— start MATERIAL FOR THIS EXERCISE —

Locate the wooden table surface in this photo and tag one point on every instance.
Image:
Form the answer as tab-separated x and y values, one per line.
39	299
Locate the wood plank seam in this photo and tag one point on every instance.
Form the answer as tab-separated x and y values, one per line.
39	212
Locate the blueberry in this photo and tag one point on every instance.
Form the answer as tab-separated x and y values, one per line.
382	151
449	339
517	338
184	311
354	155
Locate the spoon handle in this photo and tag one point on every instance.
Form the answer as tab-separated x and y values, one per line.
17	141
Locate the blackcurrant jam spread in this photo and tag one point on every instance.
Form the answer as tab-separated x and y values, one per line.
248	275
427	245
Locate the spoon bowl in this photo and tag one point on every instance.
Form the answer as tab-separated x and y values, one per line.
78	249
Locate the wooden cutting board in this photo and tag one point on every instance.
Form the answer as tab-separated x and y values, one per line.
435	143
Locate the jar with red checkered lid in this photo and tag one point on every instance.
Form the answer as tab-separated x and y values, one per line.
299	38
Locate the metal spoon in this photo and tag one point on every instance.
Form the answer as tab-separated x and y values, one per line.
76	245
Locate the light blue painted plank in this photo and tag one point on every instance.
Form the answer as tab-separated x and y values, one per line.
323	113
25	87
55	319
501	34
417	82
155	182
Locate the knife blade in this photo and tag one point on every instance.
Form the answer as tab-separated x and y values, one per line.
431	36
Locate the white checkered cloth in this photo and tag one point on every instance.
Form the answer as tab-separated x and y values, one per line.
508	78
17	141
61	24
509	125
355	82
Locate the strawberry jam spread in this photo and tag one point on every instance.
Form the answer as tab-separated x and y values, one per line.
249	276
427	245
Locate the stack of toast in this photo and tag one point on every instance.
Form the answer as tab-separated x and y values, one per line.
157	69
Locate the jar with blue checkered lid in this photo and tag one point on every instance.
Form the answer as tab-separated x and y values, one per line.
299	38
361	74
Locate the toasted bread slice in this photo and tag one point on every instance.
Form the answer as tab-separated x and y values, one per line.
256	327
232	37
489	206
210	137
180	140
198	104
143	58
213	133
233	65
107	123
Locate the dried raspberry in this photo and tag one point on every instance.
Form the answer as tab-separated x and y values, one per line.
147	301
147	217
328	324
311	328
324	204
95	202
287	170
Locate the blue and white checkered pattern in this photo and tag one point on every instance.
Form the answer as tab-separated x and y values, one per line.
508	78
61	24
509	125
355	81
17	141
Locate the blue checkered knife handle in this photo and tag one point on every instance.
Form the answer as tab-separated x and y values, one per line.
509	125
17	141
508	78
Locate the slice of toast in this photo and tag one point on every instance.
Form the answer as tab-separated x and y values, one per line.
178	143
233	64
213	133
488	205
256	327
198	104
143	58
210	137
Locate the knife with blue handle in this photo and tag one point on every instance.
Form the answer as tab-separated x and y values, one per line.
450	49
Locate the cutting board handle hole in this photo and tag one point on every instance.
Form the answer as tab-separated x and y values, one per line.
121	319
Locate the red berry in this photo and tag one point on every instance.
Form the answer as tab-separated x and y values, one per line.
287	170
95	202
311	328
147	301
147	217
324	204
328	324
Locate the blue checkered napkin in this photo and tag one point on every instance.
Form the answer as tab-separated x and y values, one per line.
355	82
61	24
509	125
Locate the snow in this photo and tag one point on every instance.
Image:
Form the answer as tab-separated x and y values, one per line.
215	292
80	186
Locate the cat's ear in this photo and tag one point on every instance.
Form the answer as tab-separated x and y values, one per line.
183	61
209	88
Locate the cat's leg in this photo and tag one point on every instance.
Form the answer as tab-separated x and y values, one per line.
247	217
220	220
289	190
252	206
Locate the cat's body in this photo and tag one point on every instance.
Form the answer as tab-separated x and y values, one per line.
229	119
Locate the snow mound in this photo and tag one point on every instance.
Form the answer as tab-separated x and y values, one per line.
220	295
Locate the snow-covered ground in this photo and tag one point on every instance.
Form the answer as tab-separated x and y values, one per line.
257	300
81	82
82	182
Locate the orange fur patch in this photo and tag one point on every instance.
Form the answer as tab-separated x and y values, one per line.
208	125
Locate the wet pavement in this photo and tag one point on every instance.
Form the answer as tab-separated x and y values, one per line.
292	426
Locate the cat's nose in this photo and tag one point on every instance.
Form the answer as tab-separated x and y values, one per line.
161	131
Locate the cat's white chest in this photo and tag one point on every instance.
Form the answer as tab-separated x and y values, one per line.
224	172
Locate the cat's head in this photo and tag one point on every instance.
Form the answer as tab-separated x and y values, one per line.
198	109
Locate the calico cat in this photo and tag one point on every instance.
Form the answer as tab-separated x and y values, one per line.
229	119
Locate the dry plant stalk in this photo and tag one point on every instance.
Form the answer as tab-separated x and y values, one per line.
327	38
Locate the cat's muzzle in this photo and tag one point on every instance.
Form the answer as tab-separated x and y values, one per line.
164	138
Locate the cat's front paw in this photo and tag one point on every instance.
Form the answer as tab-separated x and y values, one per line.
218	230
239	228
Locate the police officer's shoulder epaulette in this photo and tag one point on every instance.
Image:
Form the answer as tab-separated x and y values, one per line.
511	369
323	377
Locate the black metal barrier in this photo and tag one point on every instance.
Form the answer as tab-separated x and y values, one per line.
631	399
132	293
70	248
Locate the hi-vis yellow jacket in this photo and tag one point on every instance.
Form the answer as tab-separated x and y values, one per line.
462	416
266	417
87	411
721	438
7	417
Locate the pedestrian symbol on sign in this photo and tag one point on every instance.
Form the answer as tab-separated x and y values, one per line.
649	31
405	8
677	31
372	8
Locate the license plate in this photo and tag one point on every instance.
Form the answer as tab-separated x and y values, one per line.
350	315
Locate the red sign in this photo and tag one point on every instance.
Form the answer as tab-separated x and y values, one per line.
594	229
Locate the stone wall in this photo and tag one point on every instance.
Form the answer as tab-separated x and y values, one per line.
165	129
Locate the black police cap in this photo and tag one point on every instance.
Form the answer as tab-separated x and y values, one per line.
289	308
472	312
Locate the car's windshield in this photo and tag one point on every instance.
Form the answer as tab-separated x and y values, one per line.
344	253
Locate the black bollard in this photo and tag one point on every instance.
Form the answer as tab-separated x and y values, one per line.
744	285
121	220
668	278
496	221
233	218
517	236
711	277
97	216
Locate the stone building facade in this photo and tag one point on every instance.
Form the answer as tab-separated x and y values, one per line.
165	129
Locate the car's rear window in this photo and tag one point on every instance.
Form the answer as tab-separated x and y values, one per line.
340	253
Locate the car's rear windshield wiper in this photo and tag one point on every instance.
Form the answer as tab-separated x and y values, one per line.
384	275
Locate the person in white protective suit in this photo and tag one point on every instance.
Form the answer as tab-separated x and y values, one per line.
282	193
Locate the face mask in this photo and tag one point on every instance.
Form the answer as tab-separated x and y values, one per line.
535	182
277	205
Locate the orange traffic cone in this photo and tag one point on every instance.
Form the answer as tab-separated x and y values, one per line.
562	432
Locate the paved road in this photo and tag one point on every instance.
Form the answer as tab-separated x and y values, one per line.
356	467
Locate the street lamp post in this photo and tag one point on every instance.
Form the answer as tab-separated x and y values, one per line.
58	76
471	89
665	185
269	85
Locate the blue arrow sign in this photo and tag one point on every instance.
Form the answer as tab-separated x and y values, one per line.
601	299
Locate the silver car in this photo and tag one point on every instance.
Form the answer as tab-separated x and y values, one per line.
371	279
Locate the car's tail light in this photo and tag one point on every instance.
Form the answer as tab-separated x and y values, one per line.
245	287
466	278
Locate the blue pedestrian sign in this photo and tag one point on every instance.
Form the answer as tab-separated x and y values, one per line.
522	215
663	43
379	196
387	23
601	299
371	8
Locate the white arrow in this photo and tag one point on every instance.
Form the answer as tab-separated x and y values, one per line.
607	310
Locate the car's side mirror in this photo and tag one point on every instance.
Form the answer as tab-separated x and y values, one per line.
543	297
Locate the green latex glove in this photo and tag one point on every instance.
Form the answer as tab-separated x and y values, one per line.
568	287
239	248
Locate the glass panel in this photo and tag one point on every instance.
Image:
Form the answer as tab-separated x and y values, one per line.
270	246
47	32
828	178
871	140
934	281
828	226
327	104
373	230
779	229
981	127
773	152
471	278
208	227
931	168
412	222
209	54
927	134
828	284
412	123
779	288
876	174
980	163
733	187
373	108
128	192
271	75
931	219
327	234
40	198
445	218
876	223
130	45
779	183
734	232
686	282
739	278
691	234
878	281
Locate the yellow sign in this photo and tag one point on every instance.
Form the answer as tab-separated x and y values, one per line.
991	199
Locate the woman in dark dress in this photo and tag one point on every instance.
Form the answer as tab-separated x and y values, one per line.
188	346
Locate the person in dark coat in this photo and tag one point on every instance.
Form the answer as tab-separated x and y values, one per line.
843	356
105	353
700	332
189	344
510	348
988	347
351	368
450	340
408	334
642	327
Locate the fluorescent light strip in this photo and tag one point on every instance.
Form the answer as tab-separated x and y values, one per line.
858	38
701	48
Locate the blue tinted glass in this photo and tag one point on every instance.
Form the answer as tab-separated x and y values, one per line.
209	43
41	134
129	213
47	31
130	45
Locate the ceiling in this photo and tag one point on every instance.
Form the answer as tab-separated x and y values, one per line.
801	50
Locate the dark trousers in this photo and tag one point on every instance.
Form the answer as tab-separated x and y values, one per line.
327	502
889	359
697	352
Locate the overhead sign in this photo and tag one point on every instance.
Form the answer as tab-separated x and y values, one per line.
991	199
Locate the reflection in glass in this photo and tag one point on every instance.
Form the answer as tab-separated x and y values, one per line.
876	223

— end MATERIAL FOR THIS EXERCISE —

→ REQUIREMENTS:
Only the lines from the one containing "Locate the blue tinted" to the end of the listing belong in the output, each reproduced exactly.

→ EXPECTED ANSWER:
Locate the blue tinted glass in this photo and tag one point on every instance.
Form the answer as tab-separated x and y values, one per line.
209	43
41	134
129	213
47	31
130	45
Locate the ceiling in this photo and tag one point on every instance.
Form the answer as tab-separated x and y values, one per line.
801	50
Locate the dark trousers in this photo and tag one point on every instance.
Form the answer as tab-separated x and y values, one per line.
327	502
889	359
697	352
Locate the overhead sign in this photo and tag one point on every instance.
Form the answer as tab-separated x and y values, one per line.
991	199
Locate the reflection in glass in this photo and tag one point on every instance.
Form the answer as tab-separated x and y values, one per line.
876	223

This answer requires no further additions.